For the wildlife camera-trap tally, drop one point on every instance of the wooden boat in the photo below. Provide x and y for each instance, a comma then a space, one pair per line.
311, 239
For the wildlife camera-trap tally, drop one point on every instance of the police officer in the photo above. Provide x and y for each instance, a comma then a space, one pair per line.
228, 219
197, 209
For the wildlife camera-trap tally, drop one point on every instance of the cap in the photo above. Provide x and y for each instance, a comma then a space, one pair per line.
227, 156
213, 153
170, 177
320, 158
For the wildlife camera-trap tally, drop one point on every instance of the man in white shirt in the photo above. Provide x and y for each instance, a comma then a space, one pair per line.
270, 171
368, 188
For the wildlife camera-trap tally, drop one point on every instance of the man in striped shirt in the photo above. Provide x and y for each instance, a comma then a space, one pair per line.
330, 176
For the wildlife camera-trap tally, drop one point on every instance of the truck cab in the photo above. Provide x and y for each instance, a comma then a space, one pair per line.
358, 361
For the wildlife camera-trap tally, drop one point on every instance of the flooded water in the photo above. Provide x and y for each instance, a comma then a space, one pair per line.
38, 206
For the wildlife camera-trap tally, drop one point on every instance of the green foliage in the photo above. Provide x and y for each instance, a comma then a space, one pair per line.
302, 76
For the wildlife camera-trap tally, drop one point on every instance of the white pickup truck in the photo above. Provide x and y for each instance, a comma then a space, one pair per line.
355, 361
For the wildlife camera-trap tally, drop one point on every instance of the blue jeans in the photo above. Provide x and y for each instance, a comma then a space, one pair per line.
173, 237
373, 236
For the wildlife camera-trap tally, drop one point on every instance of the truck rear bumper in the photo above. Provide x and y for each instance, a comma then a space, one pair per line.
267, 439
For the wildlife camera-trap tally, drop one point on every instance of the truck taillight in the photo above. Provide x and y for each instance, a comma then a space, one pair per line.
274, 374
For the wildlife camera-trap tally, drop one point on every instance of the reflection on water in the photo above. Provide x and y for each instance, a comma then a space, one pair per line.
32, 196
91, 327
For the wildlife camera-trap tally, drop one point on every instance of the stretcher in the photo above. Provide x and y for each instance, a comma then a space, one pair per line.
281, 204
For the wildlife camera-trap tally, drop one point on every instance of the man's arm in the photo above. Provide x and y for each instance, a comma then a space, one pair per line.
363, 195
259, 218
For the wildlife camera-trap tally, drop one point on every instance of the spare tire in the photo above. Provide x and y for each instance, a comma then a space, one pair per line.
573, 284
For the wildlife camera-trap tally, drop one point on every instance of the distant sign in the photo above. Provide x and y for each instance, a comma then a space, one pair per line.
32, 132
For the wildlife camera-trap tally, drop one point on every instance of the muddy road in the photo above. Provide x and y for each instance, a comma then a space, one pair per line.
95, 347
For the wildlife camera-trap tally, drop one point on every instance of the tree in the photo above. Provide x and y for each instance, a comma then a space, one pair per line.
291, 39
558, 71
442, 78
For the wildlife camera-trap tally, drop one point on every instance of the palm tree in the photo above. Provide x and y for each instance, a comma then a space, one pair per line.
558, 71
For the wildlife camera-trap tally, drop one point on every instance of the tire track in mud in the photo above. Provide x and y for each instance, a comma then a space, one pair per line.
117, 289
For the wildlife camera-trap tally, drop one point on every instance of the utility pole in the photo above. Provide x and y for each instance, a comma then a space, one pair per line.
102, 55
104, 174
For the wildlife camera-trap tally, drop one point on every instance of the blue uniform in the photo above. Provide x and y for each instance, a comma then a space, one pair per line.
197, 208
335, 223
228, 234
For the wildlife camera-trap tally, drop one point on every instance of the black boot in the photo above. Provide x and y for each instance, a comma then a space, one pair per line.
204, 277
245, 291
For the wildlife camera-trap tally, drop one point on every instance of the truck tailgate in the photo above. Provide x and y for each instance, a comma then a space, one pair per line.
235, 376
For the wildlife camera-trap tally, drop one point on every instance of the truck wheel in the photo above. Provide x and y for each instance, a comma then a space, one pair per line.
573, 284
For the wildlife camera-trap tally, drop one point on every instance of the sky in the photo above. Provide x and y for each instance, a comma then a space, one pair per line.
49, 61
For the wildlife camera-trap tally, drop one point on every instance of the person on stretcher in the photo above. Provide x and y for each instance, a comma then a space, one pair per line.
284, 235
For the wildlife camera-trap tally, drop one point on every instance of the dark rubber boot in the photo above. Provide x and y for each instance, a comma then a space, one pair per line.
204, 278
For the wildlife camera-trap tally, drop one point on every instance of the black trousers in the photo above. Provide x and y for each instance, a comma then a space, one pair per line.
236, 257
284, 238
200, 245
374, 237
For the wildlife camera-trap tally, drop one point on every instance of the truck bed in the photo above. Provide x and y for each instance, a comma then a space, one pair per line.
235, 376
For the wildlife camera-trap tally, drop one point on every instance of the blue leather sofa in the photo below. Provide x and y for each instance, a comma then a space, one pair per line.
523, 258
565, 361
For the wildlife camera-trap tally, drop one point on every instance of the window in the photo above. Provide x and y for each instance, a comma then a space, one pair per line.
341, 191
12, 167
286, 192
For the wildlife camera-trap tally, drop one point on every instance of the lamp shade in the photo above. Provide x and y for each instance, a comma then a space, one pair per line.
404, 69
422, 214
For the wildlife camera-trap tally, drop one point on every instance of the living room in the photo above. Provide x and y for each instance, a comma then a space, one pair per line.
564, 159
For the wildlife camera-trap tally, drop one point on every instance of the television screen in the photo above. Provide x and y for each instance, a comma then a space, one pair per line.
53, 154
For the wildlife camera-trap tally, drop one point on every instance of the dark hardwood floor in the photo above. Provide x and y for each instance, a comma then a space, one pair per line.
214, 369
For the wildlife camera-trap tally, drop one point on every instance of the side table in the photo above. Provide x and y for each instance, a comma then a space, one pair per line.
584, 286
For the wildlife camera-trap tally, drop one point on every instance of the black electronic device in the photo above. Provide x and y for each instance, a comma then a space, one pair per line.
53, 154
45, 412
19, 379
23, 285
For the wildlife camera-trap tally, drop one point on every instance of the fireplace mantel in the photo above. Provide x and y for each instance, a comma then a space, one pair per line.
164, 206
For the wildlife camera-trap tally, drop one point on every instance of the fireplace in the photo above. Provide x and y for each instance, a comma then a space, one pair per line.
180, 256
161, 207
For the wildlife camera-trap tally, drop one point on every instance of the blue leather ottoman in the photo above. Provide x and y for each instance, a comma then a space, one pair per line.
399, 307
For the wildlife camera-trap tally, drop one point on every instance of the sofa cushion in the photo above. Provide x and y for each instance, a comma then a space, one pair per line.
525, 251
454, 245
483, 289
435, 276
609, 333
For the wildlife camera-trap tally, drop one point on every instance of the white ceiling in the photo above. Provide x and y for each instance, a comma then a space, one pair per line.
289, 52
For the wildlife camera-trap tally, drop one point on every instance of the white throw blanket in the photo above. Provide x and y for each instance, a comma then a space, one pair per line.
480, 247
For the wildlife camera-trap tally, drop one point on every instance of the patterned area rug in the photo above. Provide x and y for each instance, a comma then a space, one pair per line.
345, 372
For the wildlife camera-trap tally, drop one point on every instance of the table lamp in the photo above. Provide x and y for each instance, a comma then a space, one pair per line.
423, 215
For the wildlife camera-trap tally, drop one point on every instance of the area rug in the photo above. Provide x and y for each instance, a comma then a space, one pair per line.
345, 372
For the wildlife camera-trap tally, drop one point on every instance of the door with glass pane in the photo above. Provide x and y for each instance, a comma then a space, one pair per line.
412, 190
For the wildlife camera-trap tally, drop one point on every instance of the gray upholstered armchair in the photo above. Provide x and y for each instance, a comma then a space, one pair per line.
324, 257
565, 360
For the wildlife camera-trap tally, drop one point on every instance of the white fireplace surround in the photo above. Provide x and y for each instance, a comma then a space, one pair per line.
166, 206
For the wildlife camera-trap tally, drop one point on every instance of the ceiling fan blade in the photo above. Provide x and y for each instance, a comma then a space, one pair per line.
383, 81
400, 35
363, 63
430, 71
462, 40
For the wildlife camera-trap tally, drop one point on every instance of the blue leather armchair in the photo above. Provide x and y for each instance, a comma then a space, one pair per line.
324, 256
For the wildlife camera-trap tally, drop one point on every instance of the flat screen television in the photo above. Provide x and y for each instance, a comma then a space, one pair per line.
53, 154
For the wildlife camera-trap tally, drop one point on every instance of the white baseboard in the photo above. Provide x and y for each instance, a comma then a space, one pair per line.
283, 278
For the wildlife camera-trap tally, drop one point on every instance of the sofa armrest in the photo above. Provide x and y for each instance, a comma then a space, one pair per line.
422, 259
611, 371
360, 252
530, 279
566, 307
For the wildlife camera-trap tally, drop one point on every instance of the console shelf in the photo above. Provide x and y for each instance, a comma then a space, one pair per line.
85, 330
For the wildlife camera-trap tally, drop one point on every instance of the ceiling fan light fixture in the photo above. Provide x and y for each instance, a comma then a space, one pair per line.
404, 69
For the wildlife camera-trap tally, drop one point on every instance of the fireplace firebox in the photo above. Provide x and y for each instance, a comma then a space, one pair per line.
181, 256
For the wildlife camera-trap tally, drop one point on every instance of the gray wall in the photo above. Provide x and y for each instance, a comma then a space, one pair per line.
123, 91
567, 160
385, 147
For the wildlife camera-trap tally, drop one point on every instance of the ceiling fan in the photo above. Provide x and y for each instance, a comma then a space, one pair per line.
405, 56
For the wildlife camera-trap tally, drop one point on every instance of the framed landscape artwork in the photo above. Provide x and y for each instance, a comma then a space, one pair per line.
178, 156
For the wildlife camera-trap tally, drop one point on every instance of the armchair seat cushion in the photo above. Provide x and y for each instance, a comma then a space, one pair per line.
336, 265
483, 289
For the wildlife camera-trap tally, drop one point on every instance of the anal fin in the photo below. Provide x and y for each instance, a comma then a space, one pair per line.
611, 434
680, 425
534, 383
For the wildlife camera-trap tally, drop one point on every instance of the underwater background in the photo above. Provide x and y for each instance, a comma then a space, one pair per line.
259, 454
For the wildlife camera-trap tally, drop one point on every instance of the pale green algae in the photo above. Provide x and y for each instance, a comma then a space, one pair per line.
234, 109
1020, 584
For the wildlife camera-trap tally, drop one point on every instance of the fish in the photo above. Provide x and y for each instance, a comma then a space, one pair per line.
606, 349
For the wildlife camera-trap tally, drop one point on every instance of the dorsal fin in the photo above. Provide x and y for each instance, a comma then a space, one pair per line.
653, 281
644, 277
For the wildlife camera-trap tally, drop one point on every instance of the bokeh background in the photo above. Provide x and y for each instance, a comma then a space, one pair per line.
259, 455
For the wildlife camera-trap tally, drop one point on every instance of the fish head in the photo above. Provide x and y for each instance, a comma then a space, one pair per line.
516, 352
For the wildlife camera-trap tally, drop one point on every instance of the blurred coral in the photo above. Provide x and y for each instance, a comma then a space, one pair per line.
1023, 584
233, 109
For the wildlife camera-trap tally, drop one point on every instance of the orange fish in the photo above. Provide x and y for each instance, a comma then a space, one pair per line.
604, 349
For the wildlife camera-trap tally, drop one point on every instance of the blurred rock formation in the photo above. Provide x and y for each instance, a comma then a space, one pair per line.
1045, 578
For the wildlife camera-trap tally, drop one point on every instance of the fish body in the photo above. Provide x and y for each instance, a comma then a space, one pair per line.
*****
▶ _PETUNJUK LATIHAN_
Tuliskan kembali tanpa perubahan bagian daftar di atas yang dimulai dari baris yang memuat "the blurred rock" dan berakhir di ujung daftar.

▶ _JAWABAN LATIHAN_
For the wildlife camera-trap tally, drop one point on every instance of the blurred rock formation in the photo above. Provide x and y for each instance, a comma then a space, one pair per line.
1045, 578
For the wildlife camera-trap tally, drop one point on every instance of the fish body in the photo above. Provide x and y for each instance, a comma then a space, one pair per line.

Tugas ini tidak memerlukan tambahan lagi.